- [What to produce]
Reproduce all the lines below exactly and omit the images.

[Dataset rows on where objects appear]
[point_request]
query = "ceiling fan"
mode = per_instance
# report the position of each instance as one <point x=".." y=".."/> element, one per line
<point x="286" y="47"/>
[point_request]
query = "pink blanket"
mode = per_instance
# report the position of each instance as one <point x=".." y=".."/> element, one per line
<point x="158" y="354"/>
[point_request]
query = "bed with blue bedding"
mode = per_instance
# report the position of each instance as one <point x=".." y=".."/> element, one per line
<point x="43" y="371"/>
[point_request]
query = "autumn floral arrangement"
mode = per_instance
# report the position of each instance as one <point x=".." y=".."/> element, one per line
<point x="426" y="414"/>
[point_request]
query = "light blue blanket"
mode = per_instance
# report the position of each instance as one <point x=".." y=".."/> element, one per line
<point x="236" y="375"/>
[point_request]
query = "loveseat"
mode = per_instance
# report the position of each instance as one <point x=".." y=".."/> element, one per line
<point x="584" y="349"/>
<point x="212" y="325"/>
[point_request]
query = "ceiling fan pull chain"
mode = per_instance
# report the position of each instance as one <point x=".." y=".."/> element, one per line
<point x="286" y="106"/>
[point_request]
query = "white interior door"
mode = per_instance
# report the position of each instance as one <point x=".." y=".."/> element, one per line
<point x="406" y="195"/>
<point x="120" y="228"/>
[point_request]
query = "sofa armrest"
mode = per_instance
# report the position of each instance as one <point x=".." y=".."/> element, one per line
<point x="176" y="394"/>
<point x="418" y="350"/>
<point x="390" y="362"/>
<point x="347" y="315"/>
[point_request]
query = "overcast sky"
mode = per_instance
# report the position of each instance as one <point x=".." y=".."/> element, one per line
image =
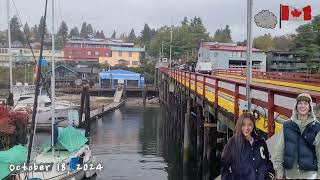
<point x="122" y="15"/>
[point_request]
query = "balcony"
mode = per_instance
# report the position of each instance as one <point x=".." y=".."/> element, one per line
<point x="283" y="59"/>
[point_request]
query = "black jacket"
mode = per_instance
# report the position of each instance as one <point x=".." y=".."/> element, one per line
<point x="255" y="163"/>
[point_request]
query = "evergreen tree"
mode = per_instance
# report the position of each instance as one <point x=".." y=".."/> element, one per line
<point x="146" y="34"/>
<point x="132" y="36"/>
<point x="90" y="32"/>
<point x="34" y="31"/>
<point x="63" y="31"/>
<point x="26" y="30"/>
<point x="185" y="21"/>
<point x="83" y="32"/>
<point x="102" y="35"/>
<point x="307" y="44"/>
<point x="16" y="33"/>
<point x="40" y="27"/>
<point x="114" y="35"/>
<point x="74" y="32"/>
<point x="123" y="37"/>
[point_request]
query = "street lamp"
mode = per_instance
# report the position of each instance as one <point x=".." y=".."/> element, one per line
<point x="249" y="52"/>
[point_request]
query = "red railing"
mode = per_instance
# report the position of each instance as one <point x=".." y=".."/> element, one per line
<point x="213" y="82"/>
<point x="311" y="79"/>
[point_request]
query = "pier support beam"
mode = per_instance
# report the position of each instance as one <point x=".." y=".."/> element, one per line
<point x="210" y="161"/>
<point x="199" y="143"/>
<point x="186" y="141"/>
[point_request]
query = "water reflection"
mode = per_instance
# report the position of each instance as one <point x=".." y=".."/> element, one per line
<point x="132" y="143"/>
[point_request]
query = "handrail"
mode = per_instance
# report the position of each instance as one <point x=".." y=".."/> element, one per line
<point x="204" y="80"/>
<point x="284" y="76"/>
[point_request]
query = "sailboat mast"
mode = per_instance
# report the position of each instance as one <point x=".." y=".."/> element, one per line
<point x="35" y="104"/>
<point x="53" y="95"/>
<point x="9" y="44"/>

- [Written reply]
[point_request]
query = "ceiling fan"
mode = per_instance
# report the position of each instance as one <point x=".." y=".."/> element, one per line
<point x="286" y="47"/>
[point_request]
query = "pink blanket"
mode = per_instance
# report the position of each instance as one <point x=".." y=".."/> element, one per line
<point x="158" y="354"/>
[point_request]
query = "bed with blue bedding"
mode = per_instance
# report the position of each instance as one <point x=".." y=".."/> element, one per line
<point x="43" y="371"/>
[point_request]
query = "autumn floral arrangement"
mode = per_instance
# report the position of each instance as one <point x=".." y=".."/> element, one per line
<point x="426" y="414"/>
[point_request]
query = "light blue blanket"
mode = per_instance
# report the position of each instance as one <point x=".." y=".."/> element, one per line
<point x="236" y="375"/>
[point_request]
query = "loveseat"
mode = per_instance
# report the position of each instance as one <point x=".." y=".."/> element, one per line
<point x="584" y="349"/>
<point x="212" y="325"/>
[point_request]
query = "ceiling fan pull chain"
mode = per_instance
# report the position of each instance as one <point x=".." y=".."/> element, one per line
<point x="286" y="106"/>
[point_request]
query = "white interior door"
mode = per_instance
# report the position of each instance as one <point x=".." y=".."/> element, one per line
<point x="406" y="195"/>
<point x="120" y="228"/>
[point_request]
query = "sofa armrest"
mode = per_instance
# report the position of each instance as one <point x=".." y=".."/> element, one per line
<point x="176" y="394"/>
<point x="418" y="350"/>
<point x="390" y="362"/>
<point x="347" y="315"/>
[point_request]
query = "overcast sky"
mode = per_instance
# report the position of each instance as one <point x=".." y=".."/> element, one per line
image =
<point x="122" y="15"/>
[point_request]
query = "balcony"
mode = per_instance
# report the position of each instance as one <point x=".." y=".."/> element, one per line
<point x="283" y="59"/>
[point_request]
query = "black jacket"
mode = per_instance
# report the position of each instance as one <point x=".." y=".."/> element, one per line
<point x="255" y="163"/>
[point_request]
query = "evergreen tree"
mode = per_instance
# report the position of each instance as one <point x=".." y=".."/> element, one per line
<point x="146" y="34"/>
<point x="132" y="36"/>
<point x="90" y="32"/>
<point x="34" y="31"/>
<point x="63" y="31"/>
<point x="26" y="30"/>
<point x="185" y="21"/>
<point x="83" y="32"/>
<point x="102" y="35"/>
<point x="307" y="44"/>
<point x="16" y="33"/>
<point x="40" y="27"/>
<point x="114" y="35"/>
<point x="74" y="32"/>
<point x="123" y="37"/>
[point_request]
query = "street lamp"
mode = per_instance
# report the position of each instance as one <point x=".." y=".."/> element, one per line
<point x="249" y="52"/>
[point_request]
query = "red railing"
mode = per_instance
# report the position of each instance as one <point x=".." y=".."/> element, one per line
<point x="213" y="82"/>
<point x="311" y="79"/>
[point_request]
query = "pier support beam"
mode = per_instance
# report the position of each instance as one <point x=".." y=".."/> element, one per line
<point x="210" y="161"/>
<point x="199" y="143"/>
<point x="186" y="141"/>
[point_request]
query = "water reflection"
mode = per_instance
# report the position of each instance as one <point x=".." y=".."/> element, one per line
<point x="132" y="143"/>
[point_request]
query = "handrail"
mode = per_instance
# report the position of each instance as one <point x=".." y=".."/> element, one per line
<point x="204" y="80"/>
<point x="284" y="76"/>
[point_request]
query = "sailboat mast"
mode = per_instance
# report the position of each instance as one <point x=".." y=".."/> element, one per line
<point x="35" y="104"/>
<point x="53" y="95"/>
<point x="9" y="44"/>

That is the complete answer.